- MATERIAL SUPPLIED
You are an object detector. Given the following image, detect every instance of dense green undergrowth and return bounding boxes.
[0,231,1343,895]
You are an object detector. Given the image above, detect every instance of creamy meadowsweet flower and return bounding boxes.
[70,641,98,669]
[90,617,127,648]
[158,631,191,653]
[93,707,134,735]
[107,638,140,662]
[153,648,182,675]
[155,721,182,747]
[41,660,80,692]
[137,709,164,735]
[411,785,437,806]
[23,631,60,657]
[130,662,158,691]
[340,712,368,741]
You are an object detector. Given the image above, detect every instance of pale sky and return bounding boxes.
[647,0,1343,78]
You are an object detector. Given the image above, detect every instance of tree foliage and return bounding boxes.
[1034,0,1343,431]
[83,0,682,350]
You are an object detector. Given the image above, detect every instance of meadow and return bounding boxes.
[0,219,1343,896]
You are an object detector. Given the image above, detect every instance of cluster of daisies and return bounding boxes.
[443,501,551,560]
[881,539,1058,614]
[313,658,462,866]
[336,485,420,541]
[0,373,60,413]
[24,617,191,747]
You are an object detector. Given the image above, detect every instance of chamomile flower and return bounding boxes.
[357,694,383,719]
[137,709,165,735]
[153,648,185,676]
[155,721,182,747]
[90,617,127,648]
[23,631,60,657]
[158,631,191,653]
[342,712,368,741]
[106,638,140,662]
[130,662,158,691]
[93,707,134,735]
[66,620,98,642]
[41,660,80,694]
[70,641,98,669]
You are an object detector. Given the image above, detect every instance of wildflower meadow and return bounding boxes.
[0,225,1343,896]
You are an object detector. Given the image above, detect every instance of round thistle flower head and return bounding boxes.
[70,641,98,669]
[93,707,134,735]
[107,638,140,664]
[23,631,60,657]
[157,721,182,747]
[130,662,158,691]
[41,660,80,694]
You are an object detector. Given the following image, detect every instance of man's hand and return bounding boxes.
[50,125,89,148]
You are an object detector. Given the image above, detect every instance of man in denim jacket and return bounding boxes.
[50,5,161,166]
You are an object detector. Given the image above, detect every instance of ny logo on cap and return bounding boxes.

- PROBLEM TO WORK ON
Copy every one of the records above word for word, with nothing added or left out.

- WRITTEN ANSWER
You are an object detector. Given the following image, detect every instance of dense green undergrowth and return bounding boxes.
[0,231,1343,895]
You are an object detector. Given the image above, detect every instance of creamy meadowsweet flower and return bounding boxes.
[70,641,98,669]
[90,617,127,648]
[158,631,191,653]
[93,707,134,735]
[107,638,140,662]
[153,648,182,675]
[155,721,182,747]
[41,660,80,692]
[137,709,164,735]
[411,785,437,806]
[23,631,60,657]
[130,662,158,691]
[340,712,368,741]
You are an object detector. Given the image above, detect every instance of pale sky and return bounding boxes.
[647,0,1343,78]
You are an object detector. Given the image above, detect every instance of tree foliage and return bounding boxes.
[1034,0,1343,431]
[83,0,682,350]
You are an object detector. Given the image above, detect every instance of meadow and return bounding boxes.
[0,219,1343,896]
You are an object detector. Given the image above, detect every instance of cluster of daisies and return bounding boxes.
[443,501,551,560]
[881,539,1058,614]
[313,658,462,866]
[336,485,420,541]
[0,373,60,413]
[24,617,191,747]
You are an object detector. Given the image above, detect every instance of chamomile flower and return bounding boxes.
[357,694,383,719]
[137,709,165,735]
[153,648,185,676]
[155,721,182,747]
[90,617,127,648]
[23,631,60,657]
[158,631,191,653]
[342,712,368,741]
[106,638,140,662]
[130,662,158,691]
[93,707,134,735]
[66,620,98,642]
[41,660,80,694]
[70,641,98,669]
You are an object detector. Given the image above, detect every instance of wildflower meadow and return bounding boxes.
[0,225,1343,896]
You are an object detector. Given the image above, detect every instance of round thistle flower head and return bounding boxes.
[70,641,98,669]
[93,707,134,735]
[107,638,140,664]
[23,631,60,657]
[157,721,182,747]
[130,662,158,691]
[41,660,80,694]
You are an object detector. Given the following image, detect every instance of man's hand and return bounding boxes.
[50,125,89,148]
You are an object detector. Given the image above, detect every instance of man in denim jacket and return bounding boxes.
[50,5,161,166]
You are an object detector. Given the image above, detect every instance of ny logo on cap and return bounding boxes.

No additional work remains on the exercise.